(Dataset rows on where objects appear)
%%
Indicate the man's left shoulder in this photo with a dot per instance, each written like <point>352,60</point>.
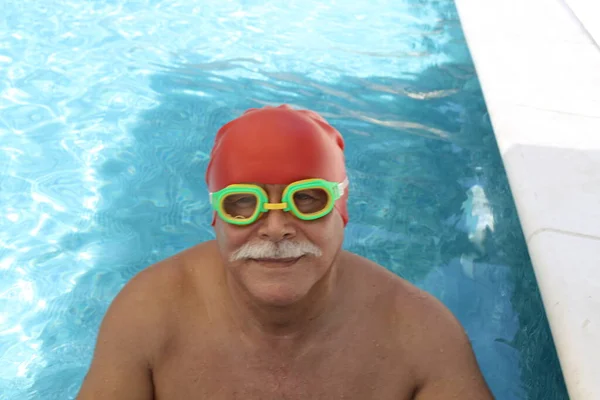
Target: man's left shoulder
<point>414,308</point>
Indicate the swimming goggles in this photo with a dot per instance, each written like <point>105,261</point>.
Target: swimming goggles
<point>309,199</point>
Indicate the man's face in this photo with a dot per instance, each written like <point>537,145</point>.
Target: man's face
<point>252,254</point>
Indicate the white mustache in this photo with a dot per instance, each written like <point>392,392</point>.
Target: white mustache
<point>264,249</point>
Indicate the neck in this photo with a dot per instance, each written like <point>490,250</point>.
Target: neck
<point>290,322</point>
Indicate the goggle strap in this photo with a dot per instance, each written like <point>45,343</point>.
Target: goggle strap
<point>342,187</point>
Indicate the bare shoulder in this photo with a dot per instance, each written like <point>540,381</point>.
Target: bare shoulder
<point>427,333</point>
<point>147,303</point>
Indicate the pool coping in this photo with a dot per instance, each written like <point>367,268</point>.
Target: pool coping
<point>538,62</point>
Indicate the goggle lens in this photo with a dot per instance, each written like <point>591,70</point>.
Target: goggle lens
<point>240,206</point>
<point>310,201</point>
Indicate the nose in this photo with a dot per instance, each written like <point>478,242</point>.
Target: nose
<point>276,226</point>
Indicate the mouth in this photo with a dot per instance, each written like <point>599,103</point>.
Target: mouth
<point>276,262</point>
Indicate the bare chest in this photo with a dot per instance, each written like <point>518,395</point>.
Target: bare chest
<point>222,372</point>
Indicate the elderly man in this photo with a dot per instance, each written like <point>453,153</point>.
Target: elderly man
<point>274,308</point>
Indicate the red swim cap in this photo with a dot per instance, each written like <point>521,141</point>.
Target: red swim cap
<point>277,145</point>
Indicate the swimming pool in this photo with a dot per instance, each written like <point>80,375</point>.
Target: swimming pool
<point>107,114</point>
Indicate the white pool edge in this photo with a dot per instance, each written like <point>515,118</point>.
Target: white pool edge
<point>538,62</point>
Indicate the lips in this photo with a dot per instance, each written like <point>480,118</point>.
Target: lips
<point>275,262</point>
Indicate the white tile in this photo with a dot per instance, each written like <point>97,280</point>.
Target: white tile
<point>518,124</point>
<point>554,76</point>
<point>555,188</point>
<point>522,19</point>
<point>588,12</point>
<point>568,273</point>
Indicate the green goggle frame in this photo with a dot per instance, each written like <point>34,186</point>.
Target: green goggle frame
<point>256,200</point>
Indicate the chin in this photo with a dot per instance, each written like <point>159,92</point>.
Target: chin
<point>278,286</point>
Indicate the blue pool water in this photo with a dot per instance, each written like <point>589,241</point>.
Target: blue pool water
<point>108,110</point>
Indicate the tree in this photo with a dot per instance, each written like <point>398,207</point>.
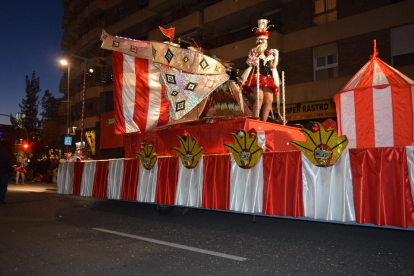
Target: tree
<point>49,103</point>
<point>29,105</point>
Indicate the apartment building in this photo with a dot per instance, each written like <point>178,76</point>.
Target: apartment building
<point>322,43</point>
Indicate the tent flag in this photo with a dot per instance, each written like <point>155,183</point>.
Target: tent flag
<point>139,102</point>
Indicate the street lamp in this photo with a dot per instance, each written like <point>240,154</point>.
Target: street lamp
<point>65,63</point>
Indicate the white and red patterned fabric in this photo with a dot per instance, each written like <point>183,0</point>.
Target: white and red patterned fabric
<point>373,185</point>
<point>375,108</point>
<point>139,102</point>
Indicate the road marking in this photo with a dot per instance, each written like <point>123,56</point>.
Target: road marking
<point>176,245</point>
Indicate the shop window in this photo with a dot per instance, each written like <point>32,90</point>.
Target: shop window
<point>402,45</point>
<point>144,3</point>
<point>325,61</point>
<point>119,12</point>
<point>324,11</point>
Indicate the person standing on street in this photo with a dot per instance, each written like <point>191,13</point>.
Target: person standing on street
<point>6,167</point>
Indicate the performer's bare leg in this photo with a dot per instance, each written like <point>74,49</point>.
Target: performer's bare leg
<point>267,103</point>
<point>254,89</point>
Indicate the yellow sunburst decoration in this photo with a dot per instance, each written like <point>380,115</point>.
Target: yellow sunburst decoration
<point>245,151</point>
<point>147,155</point>
<point>322,148</point>
<point>189,151</point>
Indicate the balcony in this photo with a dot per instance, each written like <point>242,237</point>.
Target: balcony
<point>94,9</point>
<point>175,16</point>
%%
- [Short task]: Rescale the rows from the line with "Indicate the neck" to the line with "<point>310,201</point>", both included, writing out every line again with the requests left as they are. Multiply each point coordinate in the answers by 1.45 and round to whole numbers, halves up, but leave the sample coordinates inside the requests unchanged.

- [Answer to this exercise]:
Indicate the neck in this photo with a dot per instance, each written like <point>490,250</point>.
Target: neck
<point>421,467</point>
Indicate the goggle strap in this photo with a dot per instance, each written like <point>45,343</point>.
Target: goggle strap
<point>496,271</point>
Indicate the bare shoulder in this photo with a dot per instance, each written like <point>540,381</point>.
Target: bare shoulder
<point>619,483</point>
<point>213,439</point>
Indicate the pool coping in this photo with a dot per instance, each written like <point>367,268</point>.
Target: pool coping
<point>780,90</point>
Indicate the goggle lens in this photo with a dot per instance, each written like <point>591,70</point>.
Target: goggle lens
<point>348,299</point>
<point>450,291</point>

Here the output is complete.